[EXERCISE DESCRIPTION] Find every line in the records that contains the string "woman", matching case exactly, and copy each of those lines in full.

[DATA ROWS]
----
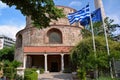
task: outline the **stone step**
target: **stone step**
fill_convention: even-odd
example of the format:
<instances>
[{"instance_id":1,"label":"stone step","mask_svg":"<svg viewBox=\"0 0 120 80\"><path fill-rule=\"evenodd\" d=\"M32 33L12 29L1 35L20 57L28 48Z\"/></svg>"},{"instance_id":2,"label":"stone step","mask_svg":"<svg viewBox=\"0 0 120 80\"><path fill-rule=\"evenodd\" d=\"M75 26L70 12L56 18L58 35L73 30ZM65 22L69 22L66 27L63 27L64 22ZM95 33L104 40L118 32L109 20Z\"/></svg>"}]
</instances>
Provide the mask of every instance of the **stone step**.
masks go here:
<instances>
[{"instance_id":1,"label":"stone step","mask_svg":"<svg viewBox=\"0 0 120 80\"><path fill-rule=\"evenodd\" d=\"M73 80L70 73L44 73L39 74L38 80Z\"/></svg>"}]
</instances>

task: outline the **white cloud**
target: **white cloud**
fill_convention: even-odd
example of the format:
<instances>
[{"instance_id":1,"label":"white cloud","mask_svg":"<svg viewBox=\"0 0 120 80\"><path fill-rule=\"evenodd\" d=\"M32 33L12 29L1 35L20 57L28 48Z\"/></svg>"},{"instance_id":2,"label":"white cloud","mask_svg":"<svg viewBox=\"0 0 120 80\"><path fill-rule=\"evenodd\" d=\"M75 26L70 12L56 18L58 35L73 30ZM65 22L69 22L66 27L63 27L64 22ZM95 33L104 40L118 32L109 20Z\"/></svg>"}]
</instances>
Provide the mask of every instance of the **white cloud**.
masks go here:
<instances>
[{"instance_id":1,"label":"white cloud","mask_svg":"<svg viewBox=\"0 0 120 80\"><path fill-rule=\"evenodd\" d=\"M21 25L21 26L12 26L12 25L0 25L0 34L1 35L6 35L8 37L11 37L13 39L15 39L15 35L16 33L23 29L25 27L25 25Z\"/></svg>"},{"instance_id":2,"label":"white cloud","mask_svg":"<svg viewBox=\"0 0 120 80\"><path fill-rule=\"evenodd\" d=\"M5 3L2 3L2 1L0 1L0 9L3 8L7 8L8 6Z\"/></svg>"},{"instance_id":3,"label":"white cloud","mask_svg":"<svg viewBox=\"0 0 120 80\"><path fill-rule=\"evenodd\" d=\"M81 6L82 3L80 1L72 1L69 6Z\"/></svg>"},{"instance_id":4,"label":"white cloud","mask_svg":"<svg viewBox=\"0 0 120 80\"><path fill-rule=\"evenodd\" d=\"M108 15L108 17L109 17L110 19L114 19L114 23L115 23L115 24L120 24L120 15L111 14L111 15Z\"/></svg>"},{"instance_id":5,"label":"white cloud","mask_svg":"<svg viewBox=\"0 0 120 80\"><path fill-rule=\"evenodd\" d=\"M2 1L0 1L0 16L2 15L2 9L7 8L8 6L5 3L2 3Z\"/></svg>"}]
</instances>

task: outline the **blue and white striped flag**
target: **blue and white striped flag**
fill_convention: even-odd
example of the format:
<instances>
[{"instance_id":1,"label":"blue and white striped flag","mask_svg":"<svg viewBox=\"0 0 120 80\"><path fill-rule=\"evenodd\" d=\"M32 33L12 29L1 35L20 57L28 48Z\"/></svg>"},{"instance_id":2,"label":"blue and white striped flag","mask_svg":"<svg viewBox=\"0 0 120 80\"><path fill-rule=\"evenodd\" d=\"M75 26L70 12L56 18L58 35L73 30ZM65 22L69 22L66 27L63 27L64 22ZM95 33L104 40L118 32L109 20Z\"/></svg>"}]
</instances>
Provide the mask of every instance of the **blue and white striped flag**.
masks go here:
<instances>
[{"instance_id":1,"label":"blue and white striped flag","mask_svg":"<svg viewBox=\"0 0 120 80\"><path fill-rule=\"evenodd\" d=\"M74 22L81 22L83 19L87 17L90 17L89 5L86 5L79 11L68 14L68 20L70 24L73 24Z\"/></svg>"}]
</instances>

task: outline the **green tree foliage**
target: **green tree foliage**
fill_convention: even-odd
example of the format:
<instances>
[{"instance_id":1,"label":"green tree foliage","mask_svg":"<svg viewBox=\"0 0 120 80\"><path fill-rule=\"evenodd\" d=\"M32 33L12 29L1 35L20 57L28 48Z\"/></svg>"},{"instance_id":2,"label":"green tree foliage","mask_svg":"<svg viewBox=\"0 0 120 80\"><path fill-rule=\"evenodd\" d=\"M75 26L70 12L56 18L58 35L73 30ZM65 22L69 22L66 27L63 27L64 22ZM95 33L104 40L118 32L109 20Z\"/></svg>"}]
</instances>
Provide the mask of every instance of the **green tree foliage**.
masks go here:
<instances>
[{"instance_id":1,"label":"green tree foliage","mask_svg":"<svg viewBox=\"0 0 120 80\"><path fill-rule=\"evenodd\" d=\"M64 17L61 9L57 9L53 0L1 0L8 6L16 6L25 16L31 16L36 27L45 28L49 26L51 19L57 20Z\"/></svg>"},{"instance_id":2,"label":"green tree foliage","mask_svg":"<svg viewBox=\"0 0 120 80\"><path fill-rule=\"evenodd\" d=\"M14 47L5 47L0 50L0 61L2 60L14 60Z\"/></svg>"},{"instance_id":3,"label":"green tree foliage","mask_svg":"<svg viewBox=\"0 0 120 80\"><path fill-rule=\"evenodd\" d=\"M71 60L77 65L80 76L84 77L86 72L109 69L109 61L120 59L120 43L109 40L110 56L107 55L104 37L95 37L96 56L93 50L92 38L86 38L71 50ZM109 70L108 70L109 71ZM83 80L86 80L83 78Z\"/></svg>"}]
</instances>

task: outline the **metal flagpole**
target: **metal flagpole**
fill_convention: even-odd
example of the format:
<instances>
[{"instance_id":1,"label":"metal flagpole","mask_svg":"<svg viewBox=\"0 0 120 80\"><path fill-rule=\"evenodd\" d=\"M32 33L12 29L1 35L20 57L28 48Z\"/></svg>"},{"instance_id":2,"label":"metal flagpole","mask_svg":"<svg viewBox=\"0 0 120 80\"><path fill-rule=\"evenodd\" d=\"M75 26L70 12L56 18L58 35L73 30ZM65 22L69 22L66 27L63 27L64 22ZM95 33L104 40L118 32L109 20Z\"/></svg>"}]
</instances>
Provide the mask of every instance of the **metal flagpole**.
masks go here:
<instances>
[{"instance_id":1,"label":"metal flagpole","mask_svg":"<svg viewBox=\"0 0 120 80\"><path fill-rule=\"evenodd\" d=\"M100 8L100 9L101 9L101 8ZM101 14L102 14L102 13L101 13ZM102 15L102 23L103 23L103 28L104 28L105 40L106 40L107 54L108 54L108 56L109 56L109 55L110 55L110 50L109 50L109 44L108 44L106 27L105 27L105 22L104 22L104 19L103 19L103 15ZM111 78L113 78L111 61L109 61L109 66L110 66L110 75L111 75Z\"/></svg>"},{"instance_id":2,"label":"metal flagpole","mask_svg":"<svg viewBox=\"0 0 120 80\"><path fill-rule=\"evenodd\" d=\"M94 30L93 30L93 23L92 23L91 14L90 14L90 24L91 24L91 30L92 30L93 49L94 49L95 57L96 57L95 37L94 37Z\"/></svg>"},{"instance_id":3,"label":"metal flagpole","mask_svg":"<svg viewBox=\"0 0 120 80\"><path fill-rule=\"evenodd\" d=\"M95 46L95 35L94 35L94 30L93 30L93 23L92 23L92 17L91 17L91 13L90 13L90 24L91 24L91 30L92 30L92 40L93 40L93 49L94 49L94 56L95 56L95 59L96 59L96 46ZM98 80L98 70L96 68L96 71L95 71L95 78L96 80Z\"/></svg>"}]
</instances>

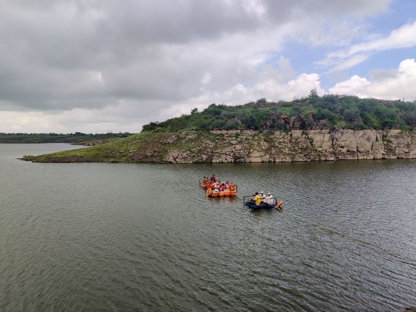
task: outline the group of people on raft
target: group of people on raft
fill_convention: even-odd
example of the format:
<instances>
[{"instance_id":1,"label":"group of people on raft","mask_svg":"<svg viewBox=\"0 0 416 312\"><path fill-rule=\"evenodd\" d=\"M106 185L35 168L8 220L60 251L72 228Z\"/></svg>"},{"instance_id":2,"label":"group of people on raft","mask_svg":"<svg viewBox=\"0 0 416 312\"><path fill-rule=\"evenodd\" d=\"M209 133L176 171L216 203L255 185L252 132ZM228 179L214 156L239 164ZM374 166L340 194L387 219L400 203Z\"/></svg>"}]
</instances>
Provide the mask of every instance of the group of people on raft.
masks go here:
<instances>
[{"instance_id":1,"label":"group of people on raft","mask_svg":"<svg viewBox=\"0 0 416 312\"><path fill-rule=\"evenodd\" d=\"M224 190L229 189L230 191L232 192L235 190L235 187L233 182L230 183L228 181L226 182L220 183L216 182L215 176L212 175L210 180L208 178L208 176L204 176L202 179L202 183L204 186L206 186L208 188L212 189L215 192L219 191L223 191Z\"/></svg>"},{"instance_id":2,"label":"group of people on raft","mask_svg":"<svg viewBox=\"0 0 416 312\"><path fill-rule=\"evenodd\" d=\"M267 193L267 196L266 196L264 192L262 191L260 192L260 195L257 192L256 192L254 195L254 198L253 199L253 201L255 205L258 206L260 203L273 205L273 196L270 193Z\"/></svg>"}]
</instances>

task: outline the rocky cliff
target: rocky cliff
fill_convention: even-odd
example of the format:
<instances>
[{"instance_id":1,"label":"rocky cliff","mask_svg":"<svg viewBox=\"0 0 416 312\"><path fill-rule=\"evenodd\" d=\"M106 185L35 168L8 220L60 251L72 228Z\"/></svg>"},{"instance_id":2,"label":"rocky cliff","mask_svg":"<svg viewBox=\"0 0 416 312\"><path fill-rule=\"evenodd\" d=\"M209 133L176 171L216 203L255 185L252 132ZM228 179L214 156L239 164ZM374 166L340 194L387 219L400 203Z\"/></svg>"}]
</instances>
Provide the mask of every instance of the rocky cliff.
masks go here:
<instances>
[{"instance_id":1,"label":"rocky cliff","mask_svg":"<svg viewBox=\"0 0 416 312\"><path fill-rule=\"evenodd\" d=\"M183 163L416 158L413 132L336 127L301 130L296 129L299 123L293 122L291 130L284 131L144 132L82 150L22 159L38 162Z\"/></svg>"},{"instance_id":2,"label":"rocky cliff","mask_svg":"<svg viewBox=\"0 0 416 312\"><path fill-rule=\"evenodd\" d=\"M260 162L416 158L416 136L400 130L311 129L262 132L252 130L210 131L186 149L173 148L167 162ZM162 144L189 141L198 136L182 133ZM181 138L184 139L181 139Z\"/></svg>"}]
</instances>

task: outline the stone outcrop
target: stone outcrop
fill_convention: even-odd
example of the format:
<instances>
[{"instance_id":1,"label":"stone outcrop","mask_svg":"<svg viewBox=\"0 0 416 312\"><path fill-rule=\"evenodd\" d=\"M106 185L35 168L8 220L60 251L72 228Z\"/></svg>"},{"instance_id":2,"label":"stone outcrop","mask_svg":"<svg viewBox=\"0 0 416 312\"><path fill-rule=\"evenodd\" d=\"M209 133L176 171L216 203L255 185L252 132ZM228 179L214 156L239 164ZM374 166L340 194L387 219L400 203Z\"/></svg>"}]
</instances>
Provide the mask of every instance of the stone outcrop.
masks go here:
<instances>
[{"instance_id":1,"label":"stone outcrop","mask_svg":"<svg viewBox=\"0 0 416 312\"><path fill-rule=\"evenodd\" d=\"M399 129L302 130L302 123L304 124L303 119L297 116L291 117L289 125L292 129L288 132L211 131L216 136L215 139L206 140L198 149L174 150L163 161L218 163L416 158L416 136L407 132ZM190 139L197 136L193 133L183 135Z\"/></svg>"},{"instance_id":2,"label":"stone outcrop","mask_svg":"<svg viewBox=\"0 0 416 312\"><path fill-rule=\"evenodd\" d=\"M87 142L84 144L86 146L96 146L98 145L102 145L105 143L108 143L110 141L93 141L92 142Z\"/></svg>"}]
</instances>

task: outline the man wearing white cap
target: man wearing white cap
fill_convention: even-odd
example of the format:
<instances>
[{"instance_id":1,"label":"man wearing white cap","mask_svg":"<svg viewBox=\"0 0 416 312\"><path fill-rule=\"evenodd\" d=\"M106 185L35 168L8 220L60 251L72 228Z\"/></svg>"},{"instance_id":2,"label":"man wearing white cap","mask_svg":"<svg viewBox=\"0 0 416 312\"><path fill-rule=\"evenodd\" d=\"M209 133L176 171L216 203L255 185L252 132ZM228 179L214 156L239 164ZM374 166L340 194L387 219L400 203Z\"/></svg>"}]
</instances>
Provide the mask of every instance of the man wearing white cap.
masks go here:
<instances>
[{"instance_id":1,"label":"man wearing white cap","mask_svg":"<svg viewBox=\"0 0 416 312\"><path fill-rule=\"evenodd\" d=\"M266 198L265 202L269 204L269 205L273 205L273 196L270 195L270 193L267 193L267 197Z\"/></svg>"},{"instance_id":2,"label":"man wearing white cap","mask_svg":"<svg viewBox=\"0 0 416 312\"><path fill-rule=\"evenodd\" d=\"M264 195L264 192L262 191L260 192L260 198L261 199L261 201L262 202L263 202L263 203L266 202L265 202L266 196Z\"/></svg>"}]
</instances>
----
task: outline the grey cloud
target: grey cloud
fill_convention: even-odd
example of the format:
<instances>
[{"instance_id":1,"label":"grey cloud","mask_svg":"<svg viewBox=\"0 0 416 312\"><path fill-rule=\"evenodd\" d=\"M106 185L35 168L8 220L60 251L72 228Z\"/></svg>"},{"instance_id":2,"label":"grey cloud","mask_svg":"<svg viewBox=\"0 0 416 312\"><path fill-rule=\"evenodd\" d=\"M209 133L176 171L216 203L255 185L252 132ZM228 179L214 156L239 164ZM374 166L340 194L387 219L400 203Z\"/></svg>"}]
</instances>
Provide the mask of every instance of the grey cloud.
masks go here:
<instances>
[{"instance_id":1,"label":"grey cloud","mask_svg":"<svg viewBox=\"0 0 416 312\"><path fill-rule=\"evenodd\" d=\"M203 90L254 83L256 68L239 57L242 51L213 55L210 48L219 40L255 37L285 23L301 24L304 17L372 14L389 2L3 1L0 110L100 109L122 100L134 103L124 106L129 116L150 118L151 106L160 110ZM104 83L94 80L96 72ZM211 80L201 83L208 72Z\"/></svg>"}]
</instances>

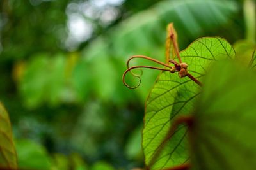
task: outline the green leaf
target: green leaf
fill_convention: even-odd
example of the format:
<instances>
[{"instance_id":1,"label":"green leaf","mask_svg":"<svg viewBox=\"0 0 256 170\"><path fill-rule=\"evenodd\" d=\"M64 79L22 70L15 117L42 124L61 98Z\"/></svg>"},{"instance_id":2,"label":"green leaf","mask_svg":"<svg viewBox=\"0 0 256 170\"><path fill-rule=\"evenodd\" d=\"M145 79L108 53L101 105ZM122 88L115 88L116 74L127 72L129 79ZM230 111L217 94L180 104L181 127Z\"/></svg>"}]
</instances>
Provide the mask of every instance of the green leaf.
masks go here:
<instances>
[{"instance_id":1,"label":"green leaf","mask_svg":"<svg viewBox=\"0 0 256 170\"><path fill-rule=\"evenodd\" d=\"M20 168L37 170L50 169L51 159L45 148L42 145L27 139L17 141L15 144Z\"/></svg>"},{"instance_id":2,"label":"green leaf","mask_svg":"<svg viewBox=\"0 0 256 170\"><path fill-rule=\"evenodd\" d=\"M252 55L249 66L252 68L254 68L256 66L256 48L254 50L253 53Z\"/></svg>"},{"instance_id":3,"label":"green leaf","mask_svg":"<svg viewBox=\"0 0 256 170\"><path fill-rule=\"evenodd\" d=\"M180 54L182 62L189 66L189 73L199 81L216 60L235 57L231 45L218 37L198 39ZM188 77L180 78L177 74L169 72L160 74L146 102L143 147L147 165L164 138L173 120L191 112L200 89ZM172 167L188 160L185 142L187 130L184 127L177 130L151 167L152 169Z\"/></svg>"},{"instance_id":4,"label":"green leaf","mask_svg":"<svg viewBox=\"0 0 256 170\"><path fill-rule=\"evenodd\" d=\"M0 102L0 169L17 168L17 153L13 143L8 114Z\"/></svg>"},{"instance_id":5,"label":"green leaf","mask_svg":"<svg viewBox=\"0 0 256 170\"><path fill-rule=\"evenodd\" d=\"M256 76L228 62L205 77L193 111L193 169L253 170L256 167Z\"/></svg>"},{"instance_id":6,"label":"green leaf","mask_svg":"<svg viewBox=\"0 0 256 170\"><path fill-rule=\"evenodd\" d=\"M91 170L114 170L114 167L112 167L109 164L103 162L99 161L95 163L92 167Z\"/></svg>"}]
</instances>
----
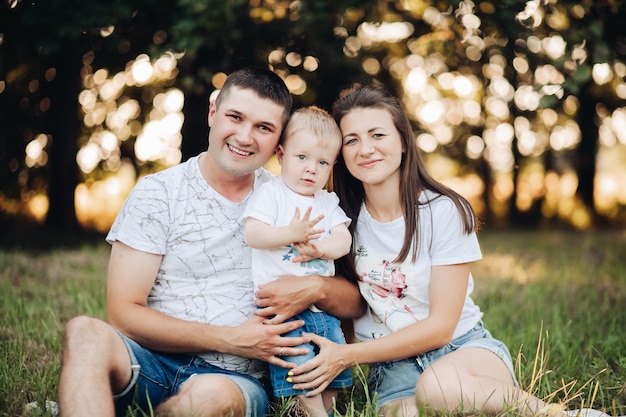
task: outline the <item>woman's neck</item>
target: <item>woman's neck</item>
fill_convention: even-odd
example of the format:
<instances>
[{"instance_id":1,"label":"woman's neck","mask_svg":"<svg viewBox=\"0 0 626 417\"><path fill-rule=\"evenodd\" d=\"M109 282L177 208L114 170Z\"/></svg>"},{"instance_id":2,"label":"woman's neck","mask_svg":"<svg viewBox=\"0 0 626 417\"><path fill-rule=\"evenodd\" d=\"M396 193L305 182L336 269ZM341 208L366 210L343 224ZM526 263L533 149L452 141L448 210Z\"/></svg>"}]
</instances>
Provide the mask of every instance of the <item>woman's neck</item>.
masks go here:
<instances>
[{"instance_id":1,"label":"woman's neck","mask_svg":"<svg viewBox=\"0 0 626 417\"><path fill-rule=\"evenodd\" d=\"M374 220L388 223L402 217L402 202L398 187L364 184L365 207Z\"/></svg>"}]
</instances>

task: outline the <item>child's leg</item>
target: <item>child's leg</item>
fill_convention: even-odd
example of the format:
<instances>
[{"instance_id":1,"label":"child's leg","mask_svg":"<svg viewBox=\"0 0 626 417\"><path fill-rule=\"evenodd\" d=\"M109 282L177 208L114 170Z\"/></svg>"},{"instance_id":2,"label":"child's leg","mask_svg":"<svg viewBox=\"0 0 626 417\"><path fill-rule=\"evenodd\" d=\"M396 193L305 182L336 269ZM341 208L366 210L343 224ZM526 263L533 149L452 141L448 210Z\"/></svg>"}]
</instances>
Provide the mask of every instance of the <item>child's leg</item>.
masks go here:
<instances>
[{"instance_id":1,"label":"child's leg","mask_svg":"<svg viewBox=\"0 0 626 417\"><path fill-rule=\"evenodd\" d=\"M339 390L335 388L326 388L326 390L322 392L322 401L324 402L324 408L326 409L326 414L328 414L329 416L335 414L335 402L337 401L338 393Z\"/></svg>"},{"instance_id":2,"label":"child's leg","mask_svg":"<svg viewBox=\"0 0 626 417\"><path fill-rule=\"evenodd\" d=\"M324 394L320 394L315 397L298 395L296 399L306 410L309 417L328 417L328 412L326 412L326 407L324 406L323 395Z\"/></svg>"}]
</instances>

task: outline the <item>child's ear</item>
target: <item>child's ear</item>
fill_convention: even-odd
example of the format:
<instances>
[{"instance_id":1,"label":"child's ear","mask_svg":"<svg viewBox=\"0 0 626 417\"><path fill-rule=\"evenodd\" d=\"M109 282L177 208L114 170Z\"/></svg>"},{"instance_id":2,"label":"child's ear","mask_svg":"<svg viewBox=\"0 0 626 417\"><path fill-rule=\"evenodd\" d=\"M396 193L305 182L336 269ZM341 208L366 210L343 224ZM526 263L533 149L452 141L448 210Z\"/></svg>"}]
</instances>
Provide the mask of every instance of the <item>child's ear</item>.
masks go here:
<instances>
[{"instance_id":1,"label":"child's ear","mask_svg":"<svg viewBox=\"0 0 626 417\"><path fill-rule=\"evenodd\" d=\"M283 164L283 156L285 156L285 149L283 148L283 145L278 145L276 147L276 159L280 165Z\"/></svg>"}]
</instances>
----
[OUTPUT OF THE TASK]
task: outline the <item>woman's neck</item>
target: <item>woman's neck</item>
[{"instance_id":1,"label":"woman's neck","mask_svg":"<svg viewBox=\"0 0 626 417\"><path fill-rule=\"evenodd\" d=\"M109 282L177 208L114 170Z\"/></svg>"},{"instance_id":2,"label":"woman's neck","mask_svg":"<svg viewBox=\"0 0 626 417\"><path fill-rule=\"evenodd\" d=\"M396 193L305 182L336 269ZM341 208L366 210L343 224ZM526 263L533 149L452 141L448 210Z\"/></svg>"}]
Provide the mask of every instance of the <item>woman's neck</item>.
[{"instance_id":1,"label":"woman's neck","mask_svg":"<svg viewBox=\"0 0 626 417\"><path fill-rule=\"evenodd\" d=\"M374 220L388 223L402 217L402 202L398 187L364 184L365 207Z\"/></svg>"}]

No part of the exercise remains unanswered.